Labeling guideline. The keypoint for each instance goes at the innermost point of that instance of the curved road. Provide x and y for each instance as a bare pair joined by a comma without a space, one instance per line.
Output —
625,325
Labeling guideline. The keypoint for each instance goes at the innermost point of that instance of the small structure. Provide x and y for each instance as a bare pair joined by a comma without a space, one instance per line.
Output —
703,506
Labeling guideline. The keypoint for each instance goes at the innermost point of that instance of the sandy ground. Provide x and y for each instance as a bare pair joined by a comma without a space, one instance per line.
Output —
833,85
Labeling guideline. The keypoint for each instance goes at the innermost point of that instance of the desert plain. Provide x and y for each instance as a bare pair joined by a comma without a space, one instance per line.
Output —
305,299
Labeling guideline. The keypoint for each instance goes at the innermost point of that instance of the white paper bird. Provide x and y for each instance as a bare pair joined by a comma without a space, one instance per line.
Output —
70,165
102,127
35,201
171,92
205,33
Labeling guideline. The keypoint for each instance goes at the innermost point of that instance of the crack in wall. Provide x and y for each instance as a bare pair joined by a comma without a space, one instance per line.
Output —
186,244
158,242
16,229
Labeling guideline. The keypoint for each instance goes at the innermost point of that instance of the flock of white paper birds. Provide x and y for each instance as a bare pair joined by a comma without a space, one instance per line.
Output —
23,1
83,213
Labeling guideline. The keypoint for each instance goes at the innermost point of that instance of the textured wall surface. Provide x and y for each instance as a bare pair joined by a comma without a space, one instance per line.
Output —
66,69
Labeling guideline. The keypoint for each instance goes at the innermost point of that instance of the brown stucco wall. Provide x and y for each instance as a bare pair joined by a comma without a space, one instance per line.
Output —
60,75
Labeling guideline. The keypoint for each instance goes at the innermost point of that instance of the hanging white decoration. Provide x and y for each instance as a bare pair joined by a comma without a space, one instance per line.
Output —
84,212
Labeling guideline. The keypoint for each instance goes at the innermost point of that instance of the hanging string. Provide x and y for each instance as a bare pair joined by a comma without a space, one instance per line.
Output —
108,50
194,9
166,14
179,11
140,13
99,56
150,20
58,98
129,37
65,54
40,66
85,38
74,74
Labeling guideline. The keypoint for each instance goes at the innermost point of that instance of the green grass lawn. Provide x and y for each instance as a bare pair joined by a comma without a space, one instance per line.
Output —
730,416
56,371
*****
_Problem to solve_
Repeat the listing above in full.

_Solution_
Labeling guideline. The keypoint for each instance goes at the innermost point of that instance of the curved road. Provide x and y for each instance as a bare pair joined by a comma without a space, one instance per line.
Output —
625,325
Labeling guideline. The keypoint for each instance goes at the innermost point of that instance of the small structure. Provide x and y for each instance as a bare pair joined by a comma without a space, one instance per line.
Output —
703,506
Labeling guideline. The keypoint for each instance goes at the innermost point of that instance of the sandy ground. Provide x and y for each instance as a bare pair joined by a comma without a space, one instance per line.
Output —
833,85
Labeling guideline. The keypoint for each instance goes at the innermost point of that instance of the desert plain. Provide x and y for each instance as a bare pair joined by a comma without a space, one instance per line.
Output —
305,299
Labeling guideline. The keypoint for each instance goes at the innermost point of that instance of the white paper bird. Provide x and y for each instance as a bare pair joined by a comma without a space, one instance per line.
Output —
70,165
102,127
35,201
171,92
205,33
Labeling guideline. The keypoint for each instance goes at the innermost point of that instance of the crack in wall. Provide x and y for each instance as a bare pair joined by a comma without a space, one instance per line.
Output —
186,244
158,242
16,229
Labeling guideline. The keypoint for each instance goes at the innermost point of that instance of the flock of white paper birds. Provide x and y for each instance as a bare pair joined by a comma without a space, one instance per line.
Output —
23,1
83,213
Labeling guideline. The keypoint for each instance goes at the innermost point of that instance of the textured wall surface. Provide x and y for each instance as a bare pair joined by a comma without a space, one instance per line.
Output —
66,69
Labeling guideline. The keypoint for each instance goes at the innermost point of that instance of the brown stucco wall. Provide x and y for each instance as a bare pair joined by a comma without a space, one instance per line.
Output —
60,75
Labeling guideline. The keypoint for each instance goes at the innermost point of that instance of the hanging white decoration. Provide x and y for each instance as a bare pair joined by a comma without a space, one instance per line.
Output —
84,212
Labeling guideline. The keypoint for each instance goes at the innermost point of that instance of the hanging string. Provide x and y for each instance as a bare pair joined by a comma without a space, one instance per line.
Output —
108,50
194,9
166,14
179,11
140,13
99,56
150,20
58,98
129,37
65,54
40,66
85,38
74,74
Labeling guideline. The keypoint for each instance goes at the innermost point of that instance of the green grass lawn. Provide x and y for each instance as a bare pair joined by a comma without a space, one instance per line.
Output —
730,416
56,371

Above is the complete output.